_GIVEN EXERCISE_
Transcribe each line of the material below word for word, changing nothing.

(Rows from a dataset)

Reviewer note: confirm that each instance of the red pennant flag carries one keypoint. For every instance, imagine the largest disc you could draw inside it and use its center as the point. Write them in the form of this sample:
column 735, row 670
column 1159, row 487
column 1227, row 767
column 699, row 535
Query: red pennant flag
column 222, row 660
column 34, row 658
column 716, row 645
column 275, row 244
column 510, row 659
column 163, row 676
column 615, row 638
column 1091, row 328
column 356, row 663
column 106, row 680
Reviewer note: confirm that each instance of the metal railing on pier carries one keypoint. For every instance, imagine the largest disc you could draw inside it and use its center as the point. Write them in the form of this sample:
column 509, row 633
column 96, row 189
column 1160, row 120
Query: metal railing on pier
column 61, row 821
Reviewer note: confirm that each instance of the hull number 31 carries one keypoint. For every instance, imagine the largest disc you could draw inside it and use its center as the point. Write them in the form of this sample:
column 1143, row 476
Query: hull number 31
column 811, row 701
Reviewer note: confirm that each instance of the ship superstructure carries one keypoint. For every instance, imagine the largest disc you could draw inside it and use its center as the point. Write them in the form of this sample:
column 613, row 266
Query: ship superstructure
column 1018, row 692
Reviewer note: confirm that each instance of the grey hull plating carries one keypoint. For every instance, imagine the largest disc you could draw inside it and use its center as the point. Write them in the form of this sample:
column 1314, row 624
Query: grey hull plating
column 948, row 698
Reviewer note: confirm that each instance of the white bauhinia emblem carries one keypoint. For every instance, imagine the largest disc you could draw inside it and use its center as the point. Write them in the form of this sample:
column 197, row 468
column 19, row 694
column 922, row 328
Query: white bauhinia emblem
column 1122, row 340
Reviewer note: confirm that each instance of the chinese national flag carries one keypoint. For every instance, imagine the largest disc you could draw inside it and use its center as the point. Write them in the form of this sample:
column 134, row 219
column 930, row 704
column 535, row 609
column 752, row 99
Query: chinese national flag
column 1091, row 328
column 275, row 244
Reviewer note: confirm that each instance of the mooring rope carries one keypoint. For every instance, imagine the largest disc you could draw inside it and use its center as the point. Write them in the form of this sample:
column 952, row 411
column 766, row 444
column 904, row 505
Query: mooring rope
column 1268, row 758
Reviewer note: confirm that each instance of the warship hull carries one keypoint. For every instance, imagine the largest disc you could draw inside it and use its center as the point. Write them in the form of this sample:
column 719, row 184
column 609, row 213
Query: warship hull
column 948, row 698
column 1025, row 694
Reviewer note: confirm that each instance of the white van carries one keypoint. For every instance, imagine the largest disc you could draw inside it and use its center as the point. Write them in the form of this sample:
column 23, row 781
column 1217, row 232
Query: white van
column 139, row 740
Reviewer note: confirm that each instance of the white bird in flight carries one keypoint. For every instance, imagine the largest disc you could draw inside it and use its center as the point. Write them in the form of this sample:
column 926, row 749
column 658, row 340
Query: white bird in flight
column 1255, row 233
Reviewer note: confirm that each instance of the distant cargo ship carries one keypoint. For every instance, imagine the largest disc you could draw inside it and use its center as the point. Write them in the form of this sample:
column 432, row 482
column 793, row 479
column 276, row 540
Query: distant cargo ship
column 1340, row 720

_SOLUTION TO THE EXERCISE_
Reviewer note: confirm that each instance of the red pennant flag carries one keypoint. For every instance, imagine the largest disc you could draw inside it and use its center as the point. Write them in the form of this sample:
column 735, row 670
column 1159, row 487
column 1227, row 767
column 699, row 535
Query: red pennant flag
column 222, row 660
column 34, row 658
column 716, row 645
column 275, row 244
column 510, row 659
column 163, row 676
column 615, row 638
column 1091, row 328
column 356, row 663
column 106, row 680
Reviewer note: confirm that each instance of the metal railing on pier carries one keypoint. For every instance, imagine the largest disc you could draw inside it and use its center as the point. Write them in the form of this sample:
column 509, row 633
column 96, row 189
column 1160, row 120
Query: metal railing on pier
column 61, row 821
Reviewer note: confirm that each instance of the hull number 31 carries one keypoint. For every instance, imagine the largest disc you could draw inside it and use its center as the point. Write them in the form of this sample:
column 1143, row 476
Query: hull number 31
column 811, row 701
Reviewer note: confirm that each instance of the ship superstructure carries one keypoint. For every instance, imagine the largest disc you could draw inside it and use its center as the point. Write them in the form of this sample:
column 613, row 266
Query: ship superstructure
column 1018, row 692
Reviewer note: confirm that each instance of the grey hull plating carries one keypoint. For every instance, imagine the largest disc you could draw inside it and use its center as the point. Write them in the form of this sample:
column 1314, row 624
Query: grey hull plating
column 948, row 698
Reviewer note: confirm that each instance of the white bauhinia emblem carries one keypoint. For every instance, imagine the largest disc you could draw inside it and use its center as the point. Write them in the form of this sample:
column 197, row 468
column 19, row 694
column 922, row 328
Query: white bauhinia emblem
column 1122, row 340
Reviewer note: confirm that each instance of the chinese national flag carries one keypoint. For every instance, imagine the largest disc you could draw inside it and use its center as the point. Write them in the form of this sample:
column 134, row 219
column 930, row 704
column 535, row 609
column 752, row 99
Query: chinese national flag
column 1091, row 328
column 275, row 244
Reviewer note: confirm that each instance of the mooring rope carries one keypoint. For every instance, imagine the largest disc you could draw inside it and use its center as the point. Write them in the form of this sample:
column 952, row 411
column 766, row 444
column 904, row 505
Query: mooring rope
column 1268, row 758
Reviewer note: confirm that each instance of the warship hull carries one keypoint. For every instance, imagine the largest disc you could draw inside it and use its center as the point. Write them in the form of this sample:
column 719, row 184
column 609, row 213
Query: warship hull
column 948, row 698
column 1025, row 694
Reviewer note: confirm that each instance of the white van carries one keypoint. For every instance, imagine the largest disc you could draw inside it and use its center as the point. Write them in the form of this sample:
column 23, row 781
column 1217, row 232
Query: white van
column 139, row 740
Reviewer note: confirm that each instance of the white bird in flight carries one keypoint. For every instance, imagine the largest disc you could draw inside it and use its center as the point. Write them in the form of this sample:
column 926, row 749
column 658, row 340
Query: white bird in flight
column 1255, row 233
Reviewer note: confirm that each instance of the distant cargo ship carries one keypoint. For every instance, imagine the largest disc you could draw inside it and use its center as the point. Write them in the form of this sample:
column 432, row 482
column 793, row 479
column 276, row 540
Query: distant cargo ship
column 1340, row 720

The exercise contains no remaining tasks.